──────── SOURCE ────────

The components of an ER network

The components of a network are its connected sub-networks. A network may have one or more components. Suppose we construct an ER network using the generating process we looked at earlier: is it connected? Or might it have a number of components? And how might this number change as we add edges?

What happens as we add edges to a network?

When we created ER networks earlier, we started with an empty network of $N$ and then added edges between pairs of nodes with a given probability $\phi$. We know that this will eventually lead to a network with mean degree $N\phi$. But let's look at the process from a slightly different perspective: what happens as we add the nodes? Specifically, how do the nodes become connected as we add edges?

Intuitively we can argue as follows. We start with an empty network. Adding an edge necessarily build a 2-node component. Adding another edge is (for a larrge network, anyway) overwhelmingly like to pick two other nodes not in the first component, forming a second. We can continue like this for some time, but gradually it will become more likely that one of the nodes we choose to connect is not isolated by rather part of a larger cluster: indeed, both nodes may be part different clusters, which thereby become joined into a a single one. As we continue to add edges, it starts to become increasingly likely that the edges will placed be between increasingly large components, thereby connecting them. And as a component becomes larger, there are more ways to connect to it (since there are more nodes to choose as endpoints), so we might expect that large components grow at the expense of small components. Eventually the network may become one large component, but even before this we might expect that there will be one or more components that are large relative to the others and to the size of the network as a whole.

────────

**SET TASKS:**
1. Using the passage on ER network components, explain why large components are expected to grow at the expense of small ones as edges are added.
2. From the passage on ER network components, copy the part that opens with the words "The components of a network" and closes with "connected as we add edges?", keeping every word as given.

──────── DATA EXTRACT ────────

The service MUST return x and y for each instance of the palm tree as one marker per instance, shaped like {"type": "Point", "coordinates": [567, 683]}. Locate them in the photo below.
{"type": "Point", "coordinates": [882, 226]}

────────

**FULL ANSWERS:**
1. A larger component offers more ways for a new edge to connect to it, because it contains more nodes that can be chosen as endpoints. As a result, large components are expected to absorb the smaller ones.

2.
The components of a network are its connected sub-networks. A network may have one or more components. Suppose we construct an ER network using the generating process we looked at earlier: is it connected? Or might it have a number of components? And how might this number change as we add edges?

What happens as we add edges to a network?

When we created ER networks earlier, we started with an empty network of $N$ and then added edges between pairs of nodes with a given probability $\phi$. We know that this will eventually lead to a network with mean degree $N\phi$. But let's look at the process from a slightly different perspective: what happens as we add the nodes? Specifically, how do the nodes become connected as we add edges?